Answer these from the passage about Hazza:
1. Which region did Sheikh Shakhbut appoint Hazza to represent?
2. In what year did Hazza lead a mission to Saudi Arabia?
3. Whose walkout made the Geneva arbitration fail?

◆ GIVEN PASSAGE ◆
((

Sheikh Shakhbut became the next Ruler of Abu Dhabi and appointed Hazza as his wali or Representative to the Western Region. Well-versed in tribal affairs and commanding widespread respect, Hazza was keen on falconry, a love for the sport that was shared by his younger brother, Zayed, who was the Ruler's Representative in the Eastern Region.

Hazza led a mission to Saudi Arabia in 1922, representing his brother and earning a rebuke from the British as they reserved to themselves all foreign relations of the Trucial States, the result of the 'Exclusive Agreement' of 1892.

He was present at the first 'spudding in' of Abu Dhabi's first exploratory drilling at Ras Al Sadr, in February 1950. This well was eventually, however, found to be dry (the deepest ever drilled in the area at 13,000 feet) and it wasn't until October 1960 that oil was found in commercial quantities in Abu Dhabi.

Of the many tribal disputes, Hazza was to rule over, one was to have British explorer Wilfred Thesiger's Bedouin guide freed from Sharjah prison - Salim Bin Ghabaishah, a Rashidi, went raiding with the Awamir in 1950 and was captured by the Bani Qitab. Hazza's intervention was enough to secure Ghabaishah's release.

== Buraimi dispute ==
Hazza lived in the Liwa Oasis, in the village of Mariyah and his authority spanned Liwa, the Batin, Batinah, Qufa, Saruq, Ramlat Al Hamra and Bainunah. He was responsible for maintaining the peace between the (often fractious) Bedouin tribes, collecting Zakat and undertaking the application of law and maintaining the stability and security of the region. Not least of his challenges were continued encroachments on the territory under his control by the Saudi Arabian oil company, ARAMCO, and in 1949, Hazza and the British agent, P. D. Stobart, undertook a fact-finding tour of the border areas to the south of Abu Dhabi, which led to a protest being made to Saudi Arabia. These incidents formed part of a pattern of Saudi incursions which was eventually to lead to the occupation of Buraimi by an armed Saudi force, an action which sparked the Buraimi Dispute of 1952-1954. Together with Zayed, Hazza attended the Geneva Court in September 1955 on behalf of his brother, during attempts to arbitrate the Buraimi Dispute. However, the arbitration failed when the British and Belgian representatives walked out, and the British resolved to unilaterally abrogate the Standstill Agreement and themselves invade Buraimi.

))

◆ PROVIDED DATA ◆
((

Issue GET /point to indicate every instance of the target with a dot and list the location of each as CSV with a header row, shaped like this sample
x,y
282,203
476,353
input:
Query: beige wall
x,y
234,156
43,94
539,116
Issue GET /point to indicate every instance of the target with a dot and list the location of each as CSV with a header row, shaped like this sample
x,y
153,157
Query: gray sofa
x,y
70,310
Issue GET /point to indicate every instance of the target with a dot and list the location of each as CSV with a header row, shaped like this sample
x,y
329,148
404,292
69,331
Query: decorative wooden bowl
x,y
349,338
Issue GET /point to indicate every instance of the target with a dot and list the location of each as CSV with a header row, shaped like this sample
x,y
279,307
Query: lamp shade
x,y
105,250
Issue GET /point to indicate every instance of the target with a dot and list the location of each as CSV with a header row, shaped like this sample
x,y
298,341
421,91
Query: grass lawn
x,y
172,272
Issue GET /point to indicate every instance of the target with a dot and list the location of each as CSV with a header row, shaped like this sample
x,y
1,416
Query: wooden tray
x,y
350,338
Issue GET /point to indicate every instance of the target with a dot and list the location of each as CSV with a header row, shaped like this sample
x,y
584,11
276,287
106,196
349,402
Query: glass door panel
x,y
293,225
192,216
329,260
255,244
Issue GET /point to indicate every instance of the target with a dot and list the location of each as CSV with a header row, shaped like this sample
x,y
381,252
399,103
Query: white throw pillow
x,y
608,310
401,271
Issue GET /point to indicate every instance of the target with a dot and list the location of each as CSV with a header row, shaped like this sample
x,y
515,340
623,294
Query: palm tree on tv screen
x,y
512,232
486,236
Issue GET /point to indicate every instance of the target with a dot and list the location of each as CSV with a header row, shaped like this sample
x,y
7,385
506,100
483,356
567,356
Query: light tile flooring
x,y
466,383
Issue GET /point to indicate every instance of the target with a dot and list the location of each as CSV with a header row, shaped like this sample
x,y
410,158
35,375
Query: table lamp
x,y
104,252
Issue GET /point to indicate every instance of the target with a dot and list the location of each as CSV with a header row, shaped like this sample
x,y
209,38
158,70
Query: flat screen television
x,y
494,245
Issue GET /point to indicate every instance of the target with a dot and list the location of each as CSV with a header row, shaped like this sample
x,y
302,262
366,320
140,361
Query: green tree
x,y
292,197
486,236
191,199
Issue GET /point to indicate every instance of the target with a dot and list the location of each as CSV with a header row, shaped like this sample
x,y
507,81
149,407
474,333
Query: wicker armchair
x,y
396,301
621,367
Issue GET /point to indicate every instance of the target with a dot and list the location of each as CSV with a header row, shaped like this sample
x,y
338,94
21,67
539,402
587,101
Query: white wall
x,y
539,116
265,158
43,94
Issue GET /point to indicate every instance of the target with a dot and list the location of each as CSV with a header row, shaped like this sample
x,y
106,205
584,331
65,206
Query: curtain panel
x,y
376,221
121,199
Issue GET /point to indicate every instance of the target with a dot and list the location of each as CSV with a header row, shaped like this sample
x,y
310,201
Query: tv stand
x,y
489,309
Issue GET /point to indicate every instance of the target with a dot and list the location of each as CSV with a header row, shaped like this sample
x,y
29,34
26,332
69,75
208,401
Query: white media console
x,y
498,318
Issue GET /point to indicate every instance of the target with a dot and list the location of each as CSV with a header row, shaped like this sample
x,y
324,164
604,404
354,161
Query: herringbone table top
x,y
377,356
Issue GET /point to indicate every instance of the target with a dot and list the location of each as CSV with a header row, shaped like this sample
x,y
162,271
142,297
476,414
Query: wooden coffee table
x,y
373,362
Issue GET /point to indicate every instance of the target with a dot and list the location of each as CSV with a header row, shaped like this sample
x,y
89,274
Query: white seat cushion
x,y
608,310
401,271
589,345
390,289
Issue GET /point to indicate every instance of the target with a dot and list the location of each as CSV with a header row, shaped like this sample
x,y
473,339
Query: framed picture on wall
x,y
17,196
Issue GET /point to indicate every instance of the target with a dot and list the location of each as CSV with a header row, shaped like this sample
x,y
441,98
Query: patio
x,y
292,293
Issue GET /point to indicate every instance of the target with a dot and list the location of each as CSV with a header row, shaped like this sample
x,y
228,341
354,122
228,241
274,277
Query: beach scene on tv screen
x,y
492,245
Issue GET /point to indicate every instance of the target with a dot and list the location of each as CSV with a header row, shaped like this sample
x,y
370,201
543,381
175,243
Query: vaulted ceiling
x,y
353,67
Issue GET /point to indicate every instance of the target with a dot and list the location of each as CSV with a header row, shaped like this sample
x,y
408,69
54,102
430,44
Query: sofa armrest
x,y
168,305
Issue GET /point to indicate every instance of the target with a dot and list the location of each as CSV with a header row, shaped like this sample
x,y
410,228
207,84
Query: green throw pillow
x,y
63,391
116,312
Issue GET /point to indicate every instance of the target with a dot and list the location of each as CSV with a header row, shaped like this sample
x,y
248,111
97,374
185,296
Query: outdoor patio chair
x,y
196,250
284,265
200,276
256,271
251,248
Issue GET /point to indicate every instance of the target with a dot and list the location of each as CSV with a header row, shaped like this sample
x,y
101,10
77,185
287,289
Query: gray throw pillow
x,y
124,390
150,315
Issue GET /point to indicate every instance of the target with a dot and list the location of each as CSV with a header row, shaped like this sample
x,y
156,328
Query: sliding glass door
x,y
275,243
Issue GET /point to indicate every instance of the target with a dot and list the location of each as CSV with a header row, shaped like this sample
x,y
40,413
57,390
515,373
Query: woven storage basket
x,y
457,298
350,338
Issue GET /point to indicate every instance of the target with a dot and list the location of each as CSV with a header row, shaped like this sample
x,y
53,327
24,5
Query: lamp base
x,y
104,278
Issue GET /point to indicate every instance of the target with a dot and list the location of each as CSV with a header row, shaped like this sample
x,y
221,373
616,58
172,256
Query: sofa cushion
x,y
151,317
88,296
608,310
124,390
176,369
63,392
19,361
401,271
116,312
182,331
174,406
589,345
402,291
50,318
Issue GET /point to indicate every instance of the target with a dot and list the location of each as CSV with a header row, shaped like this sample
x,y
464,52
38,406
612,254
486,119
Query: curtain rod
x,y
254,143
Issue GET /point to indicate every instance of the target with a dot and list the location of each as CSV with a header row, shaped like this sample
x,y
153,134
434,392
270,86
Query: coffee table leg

))

◆ RESULT OF THIS TASK ◆
1. The Western Region
2. 1922
3. The British and Belgian representatives